Selected text: Begin
I next calculated the frequency of each base at each position for the two datasets (generating two position weight matrices, or PWMs). Luckily, I have previously worked out how to use the input PWM to background-correct the periplasm-purified PWM here and here.

Details: On to some R...

I read in the data with scan. I've usually used thing like read.table or read.csv, but scan looks like the way to go with a big giant vector:
sequences <- scan("newfile.txt", what="character" )
Next, I calculated the per position base frequencies:
basesread <- 42
newmatrix <- matrix(, basesread, 4)

for (i in 1:basesread) { newmatrix[i, ] <-
table(substr(sequences, i, i))

}
Hmmm... Would've been nice to avoid that loop...

From the two matrices, I got a background-corrected periplasmic uptake specificity motif that looks like this:
This excludes the fixed bases and one other anomalous base at the beginning of the read.
(Sorry I can't use Weblogo or other things that make nicer logos, as none accomodate position-specific base composition.)

Hey, look at that C at position 7! It just sticks way out! That must be a particularly important residue for uptake. A previous postdoc and graduate student both had measured uptake efficiency for fragments with point mutations in a consensus USS. This data offers a great independent validation of this basic result. Here's what that data looks like:
It looks like the two approaches are giving comparable results. Fabulous!

The next step:

So what else can we learn from this much larger deep sequencing dataset? I'm sure all sorts of things. For now, the only other thing I've done is calculate the number of mismatches between each of the 100,000 filtered sequence reads and the consensus USS the degenerate construct was based on.

Here's what the distribution of mismatch number looks like for the two datasets:

Awesome! Shifted, just as previously simulated!

Details:

At first I tried a bunch of extremely laborious and slow ways of doing this. Then I found a package called "cba" with a function called "sdists", which can do edit distances with vectors of character strings. (The sdists step is how I murdered the computers when I tried using the full dataset.)

install.packages("cba")
library(cba)
consensus <- "ATGCCAAAGTGCGGTTAATTTTTACAGTATTTTTGGGTTCGA" distances <- as.vector(sdists(consensus, sequences, weight=c(1,0,1) ) )

I guess I could just do it in chunks for the whole dataset to save on RAM...


Anyways, this vector of distances is going to serve as an important index to the sequence reads for the next set of analyses (which will look at co-variation between positions and how specific mismatches affect the motif).


Surprise:

Okay, now to try and describe the thing I'm having trouble saying in a succinct way. These information content measurements, as in the above motif, are in bits. This is "information content", but can also be thought of as "surprise". This is why the USS motif derived from the genome has so much higher information content than the new experimentally determined uptake motif. (Here's the genomic USS:)
Because most of the bases at a given position in the degenerate USS pool were already the preferred consensus base, little "surprise" was elicited when the preferred base was enriched in the periplasm-purified pool. As measure in bits. That's why the scale is so different between the two motifs.

Anyways, the issue arises when thinking about some other possible experiments. For example, if uptake specificity were partially modified (as we think we can accomplish using engineered strains), the positions with a new specificity would become extremely informative relative to the other when using the normal degenerate fragments. But if a new construct were designed based on the altered specificity, these positions would no longer have such elevated information content relative to the other bases...

This isn't actually a bad thing--in fact we can exploit it--it's just something hard to describe clearly...

1 comment:

  1. So for the strains carrying a cross-complementing plasmid, testing them with the degenerate USS of the host will give an extremely sensitive measure of changed specificity.

    Based on the results you have, do you think we'd get useful information from giving cells a much more degenerate (or even completely degenerate) USS? I know I originally thought higher degeneracy would be bad, but I'm beginning to see the light.
Selected text: End
Data section: Begin
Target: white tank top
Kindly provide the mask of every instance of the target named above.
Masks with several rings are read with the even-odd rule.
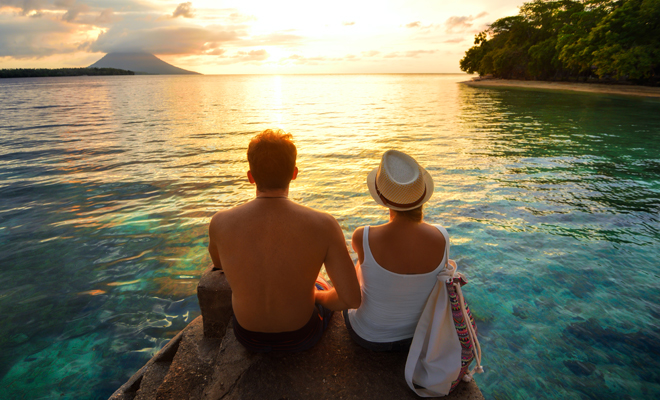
Data section: End
▸ Activity list:
1 – List every variable name that the R code in the uptake specificity text assigns a value to with "<-".
2 – Reproduce the part of the uptake specificity text between "Hey, look at" and "was based on.", inclusive.

▸ Written answers:
1 – sequences, basesread, newmatrix, consensus, distances

2 –
Hey, look at that C at position 7! It just sticks way out! That must be a particularly important residue for uptake. A previous postdoc and graduate student both had measured uptake efficiency for fragments with point mutations in a consensus USS. This data offers a great independent validation of this basic result. Here's what that data looks like:
It looks like the two approaches are giving comparable results. Fabulous!

The next step:

So what else can we learn from this much larger deep sequencing dataset? I'm sure all sorts of things. For now, the only other thing I've done is calculate the number of mismatches between each of the 100,000 filtered sequence reads and the consensus USS the degenerate construct was based on.